**REQUIRED WORK:**
Format the items as a JSON list of strings, one string per line with blank lines omitted, starting with the line containing "Return one point per instance of the silver" and going on through the end of the items.

**RECORDED DATA:**
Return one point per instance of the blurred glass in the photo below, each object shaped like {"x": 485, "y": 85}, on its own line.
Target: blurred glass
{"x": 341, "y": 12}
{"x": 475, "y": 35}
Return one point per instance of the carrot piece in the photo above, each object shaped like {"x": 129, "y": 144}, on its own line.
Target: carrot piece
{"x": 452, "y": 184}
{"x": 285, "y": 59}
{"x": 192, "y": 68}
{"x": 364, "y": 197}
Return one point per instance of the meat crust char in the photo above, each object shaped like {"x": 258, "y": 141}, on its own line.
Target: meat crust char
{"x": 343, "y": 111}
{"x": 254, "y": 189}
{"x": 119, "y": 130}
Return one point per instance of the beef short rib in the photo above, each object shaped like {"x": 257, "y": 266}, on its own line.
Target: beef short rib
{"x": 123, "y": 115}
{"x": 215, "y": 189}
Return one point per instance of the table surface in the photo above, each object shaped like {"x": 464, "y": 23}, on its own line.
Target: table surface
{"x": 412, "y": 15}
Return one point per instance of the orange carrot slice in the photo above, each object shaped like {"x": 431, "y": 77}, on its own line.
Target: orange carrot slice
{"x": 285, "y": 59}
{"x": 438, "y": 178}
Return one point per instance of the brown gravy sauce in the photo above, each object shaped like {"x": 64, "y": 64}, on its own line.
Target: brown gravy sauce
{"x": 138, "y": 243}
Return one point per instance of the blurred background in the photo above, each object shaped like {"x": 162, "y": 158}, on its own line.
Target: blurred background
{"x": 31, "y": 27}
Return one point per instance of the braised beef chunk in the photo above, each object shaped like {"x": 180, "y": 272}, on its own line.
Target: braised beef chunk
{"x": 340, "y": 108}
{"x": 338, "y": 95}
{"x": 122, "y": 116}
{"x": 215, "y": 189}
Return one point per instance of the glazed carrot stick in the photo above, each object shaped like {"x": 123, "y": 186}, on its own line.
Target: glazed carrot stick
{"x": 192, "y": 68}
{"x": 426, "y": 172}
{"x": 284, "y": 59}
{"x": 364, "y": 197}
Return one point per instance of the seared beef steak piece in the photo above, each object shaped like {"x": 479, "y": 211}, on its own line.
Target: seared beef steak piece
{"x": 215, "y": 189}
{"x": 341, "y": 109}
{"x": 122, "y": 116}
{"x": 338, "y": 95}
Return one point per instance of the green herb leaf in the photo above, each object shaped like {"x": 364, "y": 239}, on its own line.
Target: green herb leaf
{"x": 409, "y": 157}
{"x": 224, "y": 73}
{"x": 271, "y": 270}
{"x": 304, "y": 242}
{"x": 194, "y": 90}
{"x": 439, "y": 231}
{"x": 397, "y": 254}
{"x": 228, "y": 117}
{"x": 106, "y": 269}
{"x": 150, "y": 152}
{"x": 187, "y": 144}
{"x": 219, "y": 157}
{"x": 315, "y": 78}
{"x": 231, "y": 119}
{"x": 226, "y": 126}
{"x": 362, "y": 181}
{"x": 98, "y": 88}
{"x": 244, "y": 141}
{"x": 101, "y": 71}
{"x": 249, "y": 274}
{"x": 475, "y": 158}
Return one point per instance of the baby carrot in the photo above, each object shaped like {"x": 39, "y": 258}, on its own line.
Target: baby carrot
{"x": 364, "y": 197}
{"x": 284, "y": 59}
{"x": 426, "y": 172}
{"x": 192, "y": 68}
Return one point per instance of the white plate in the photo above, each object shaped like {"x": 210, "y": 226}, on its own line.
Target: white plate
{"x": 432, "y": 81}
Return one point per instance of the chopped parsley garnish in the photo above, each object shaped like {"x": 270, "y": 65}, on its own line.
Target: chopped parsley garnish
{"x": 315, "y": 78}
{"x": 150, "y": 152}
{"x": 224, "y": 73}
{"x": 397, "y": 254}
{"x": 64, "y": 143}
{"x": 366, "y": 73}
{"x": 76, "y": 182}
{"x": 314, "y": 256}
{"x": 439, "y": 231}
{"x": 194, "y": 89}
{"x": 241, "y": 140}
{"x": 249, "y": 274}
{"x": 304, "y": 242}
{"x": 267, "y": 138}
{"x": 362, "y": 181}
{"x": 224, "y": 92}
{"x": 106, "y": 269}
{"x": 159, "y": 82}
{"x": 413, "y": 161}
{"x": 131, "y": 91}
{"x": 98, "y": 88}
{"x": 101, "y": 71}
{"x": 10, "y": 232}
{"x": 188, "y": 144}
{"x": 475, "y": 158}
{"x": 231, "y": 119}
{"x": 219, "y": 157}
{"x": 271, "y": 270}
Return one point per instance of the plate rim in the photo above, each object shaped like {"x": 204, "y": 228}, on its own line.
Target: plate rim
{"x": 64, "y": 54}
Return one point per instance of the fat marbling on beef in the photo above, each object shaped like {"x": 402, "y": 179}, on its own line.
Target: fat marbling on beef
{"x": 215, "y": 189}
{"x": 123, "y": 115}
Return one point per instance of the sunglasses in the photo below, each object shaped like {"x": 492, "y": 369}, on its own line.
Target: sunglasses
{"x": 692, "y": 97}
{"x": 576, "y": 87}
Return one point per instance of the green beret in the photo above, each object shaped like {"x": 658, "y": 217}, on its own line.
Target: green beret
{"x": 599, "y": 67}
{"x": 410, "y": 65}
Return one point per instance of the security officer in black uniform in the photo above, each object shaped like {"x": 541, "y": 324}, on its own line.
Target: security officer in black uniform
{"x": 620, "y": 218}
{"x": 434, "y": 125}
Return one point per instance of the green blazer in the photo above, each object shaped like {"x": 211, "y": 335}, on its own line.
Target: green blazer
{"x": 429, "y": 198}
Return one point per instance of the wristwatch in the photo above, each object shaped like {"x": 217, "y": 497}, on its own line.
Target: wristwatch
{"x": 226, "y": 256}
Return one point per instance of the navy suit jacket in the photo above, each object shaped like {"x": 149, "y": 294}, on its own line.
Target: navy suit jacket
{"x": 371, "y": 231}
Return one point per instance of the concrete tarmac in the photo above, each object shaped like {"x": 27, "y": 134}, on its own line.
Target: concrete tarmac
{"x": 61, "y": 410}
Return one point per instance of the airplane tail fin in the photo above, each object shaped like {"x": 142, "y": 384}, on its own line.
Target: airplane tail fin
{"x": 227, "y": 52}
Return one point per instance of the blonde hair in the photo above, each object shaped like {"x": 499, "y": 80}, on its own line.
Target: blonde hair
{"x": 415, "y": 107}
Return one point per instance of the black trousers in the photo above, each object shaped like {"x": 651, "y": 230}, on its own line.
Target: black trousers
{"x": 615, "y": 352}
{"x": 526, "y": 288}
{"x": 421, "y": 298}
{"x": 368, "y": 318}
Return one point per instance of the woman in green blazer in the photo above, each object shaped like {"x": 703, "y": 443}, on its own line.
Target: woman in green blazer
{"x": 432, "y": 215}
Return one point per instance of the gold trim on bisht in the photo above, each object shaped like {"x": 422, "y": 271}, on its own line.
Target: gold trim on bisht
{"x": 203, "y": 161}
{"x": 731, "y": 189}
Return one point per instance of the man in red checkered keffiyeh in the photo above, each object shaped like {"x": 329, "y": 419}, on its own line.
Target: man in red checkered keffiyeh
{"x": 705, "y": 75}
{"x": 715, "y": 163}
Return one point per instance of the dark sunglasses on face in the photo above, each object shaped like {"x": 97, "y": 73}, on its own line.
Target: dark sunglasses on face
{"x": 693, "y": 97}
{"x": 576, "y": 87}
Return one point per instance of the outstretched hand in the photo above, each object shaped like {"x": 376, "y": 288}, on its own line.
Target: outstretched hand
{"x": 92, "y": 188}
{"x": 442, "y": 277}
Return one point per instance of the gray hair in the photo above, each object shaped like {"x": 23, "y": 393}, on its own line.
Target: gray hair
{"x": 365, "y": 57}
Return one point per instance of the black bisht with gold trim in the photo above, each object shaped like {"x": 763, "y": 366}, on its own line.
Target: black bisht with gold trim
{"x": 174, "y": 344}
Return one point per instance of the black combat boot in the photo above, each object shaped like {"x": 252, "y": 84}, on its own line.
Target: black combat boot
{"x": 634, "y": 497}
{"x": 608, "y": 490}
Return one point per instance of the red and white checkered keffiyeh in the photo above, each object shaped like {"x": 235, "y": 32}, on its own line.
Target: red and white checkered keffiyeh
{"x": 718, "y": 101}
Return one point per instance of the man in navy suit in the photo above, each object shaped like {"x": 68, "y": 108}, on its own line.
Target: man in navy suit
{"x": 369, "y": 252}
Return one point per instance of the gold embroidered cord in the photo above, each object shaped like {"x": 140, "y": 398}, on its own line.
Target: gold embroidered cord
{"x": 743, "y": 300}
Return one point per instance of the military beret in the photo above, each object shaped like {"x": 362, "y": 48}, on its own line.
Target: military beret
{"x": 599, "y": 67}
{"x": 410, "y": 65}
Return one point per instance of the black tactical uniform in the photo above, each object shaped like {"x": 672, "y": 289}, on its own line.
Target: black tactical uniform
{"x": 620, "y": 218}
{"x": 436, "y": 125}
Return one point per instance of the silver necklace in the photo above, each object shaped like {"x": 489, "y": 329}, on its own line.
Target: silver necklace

**REPLY TO THE EXERCISE:**
[
  "Return one point per instance of the silver necklace in the photo above, each object shaped like {\"x\": 489, \"y\": 329}, on its own line.",
  "Target: silver necklace"
]